◆ **TEXT BLOCK**
· · ·
[llvm] [X86] Support hoisting load/store with conditional faulting (PR #95515)

Shengchen Kan via llvm-commits llvm-commits at lists.llvm.org
Fri Jun 14 02:17:19 PDT 2024


https://github.com/KanRobert updated https://github.com/llvm/llvm-project/pull/95515

>From e598cb1cf295e3ef843c94a4f4d15e073d51478a Mon Sep 17 00:00:00 2001
From: Shengchen Kan <shengchen.kan at intel.com>
Date: Wed, 5 Jun 2024 15:04:27 +0800
Subject: [PATCH] [X86] Support hoisting load/store with conditional faulting

1. Add TTI interface for conditional load/store
2. Hoist load/store from successors if the targets support conditional
   faulting
3. Lower masked load/store to CFCMOV
---
 .../llvm/Analysis/TargetTransformInfo.h       |  8 ++
 .../llvm/Analysis/TargetTransformInfoImpl.h   |  1 +
 llvm/lib/Analysis/TargetTransformInfo.cpp     |  5 +
 .../lib/Target/X86/X86TargetTransformInfo.cpp | 18 ++++
 llvm/lib/Target/X86/X86TargetTransformInfo.h  |  1 +
 llvm/lib/Transforms/Utils/SimplifyCFG.cpp     | 92 ++++++++++++++++++-
 llvm/test/CodeGen/X86/apx/cf.ll               | 51 ++++++++++
 .../X86/hoist-load-store-with-cf.ll           | 34 +++++++
 8 files changed, 207 insertions(+), 3 deletions(-)
 create mode 100644 llvm/test/CodeGen/X86/apx/cf.ll
 create mode 100644 llvm/test/Transforms/SimplifyCFG/X86/hoist-load-store-with-cf.ll

diff --git a/llvm/include/llvm/Analysis/TargetTransformInfo.h b/llvm/include/llvm/Analysis/TargetTransformInfo.h
index f55f21c94a85a..37afda39a1c9c 100644
--- a/llvm/include/llvm/Analysis/TargetTransformInfo.h
+++ b/llvm/include/llvm/Analysis/TargetTransformInfo.h
@@ -1113,6 +1113,10 @@ class TargetTransformInfo {
   /// \return the number of registers in the target-provided register class.
   unsigned getNumberOfRegisters(unsigned ClassID) const;
 
+  /// \return true if the target supports load/store that enables fault
+  /// suppression of memory operands when the source condition is false.
· · ·
Dataset items
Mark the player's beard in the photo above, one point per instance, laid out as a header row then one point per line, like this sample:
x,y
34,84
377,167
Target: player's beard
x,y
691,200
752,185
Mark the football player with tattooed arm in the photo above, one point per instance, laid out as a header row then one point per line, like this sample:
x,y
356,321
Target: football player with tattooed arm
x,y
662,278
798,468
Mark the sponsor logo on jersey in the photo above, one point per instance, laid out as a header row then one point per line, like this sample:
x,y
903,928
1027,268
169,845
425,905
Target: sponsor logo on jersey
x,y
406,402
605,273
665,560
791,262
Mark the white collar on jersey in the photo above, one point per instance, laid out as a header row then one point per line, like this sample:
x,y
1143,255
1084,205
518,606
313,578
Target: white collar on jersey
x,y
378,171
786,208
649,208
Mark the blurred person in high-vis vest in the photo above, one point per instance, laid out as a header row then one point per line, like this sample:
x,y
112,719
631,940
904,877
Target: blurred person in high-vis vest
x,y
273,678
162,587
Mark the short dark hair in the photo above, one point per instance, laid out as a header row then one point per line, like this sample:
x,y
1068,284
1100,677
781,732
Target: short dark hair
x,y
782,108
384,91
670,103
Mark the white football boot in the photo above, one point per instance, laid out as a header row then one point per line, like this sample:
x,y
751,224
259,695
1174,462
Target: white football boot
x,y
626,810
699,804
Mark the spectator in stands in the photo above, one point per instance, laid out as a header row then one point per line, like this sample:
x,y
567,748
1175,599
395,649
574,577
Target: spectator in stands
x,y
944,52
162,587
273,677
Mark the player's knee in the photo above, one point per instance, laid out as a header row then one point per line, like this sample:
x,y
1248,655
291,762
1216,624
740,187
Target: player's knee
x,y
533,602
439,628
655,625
· · ·
◆ **WHAT IS ASKED**
A: According to the patch email, what are masked load/store operations lowered to?
B: Revise the part of the patch email that opens with the words containing "unsigned getNumberOfRegisters(unsigned ClassID)" and closes with "condition is false.", replacing "source condition" with "branch condition".
Base your answers only on the patch email.

◆ **SOLUTION SET**
A: CFCMOV

B:
unsigned getNumberOfRegisters(unsigned ClassID) const;
 
+  /// \return true if the target supports load/store that enables fault
+  /// suppression of memory operands when the branch condition is false.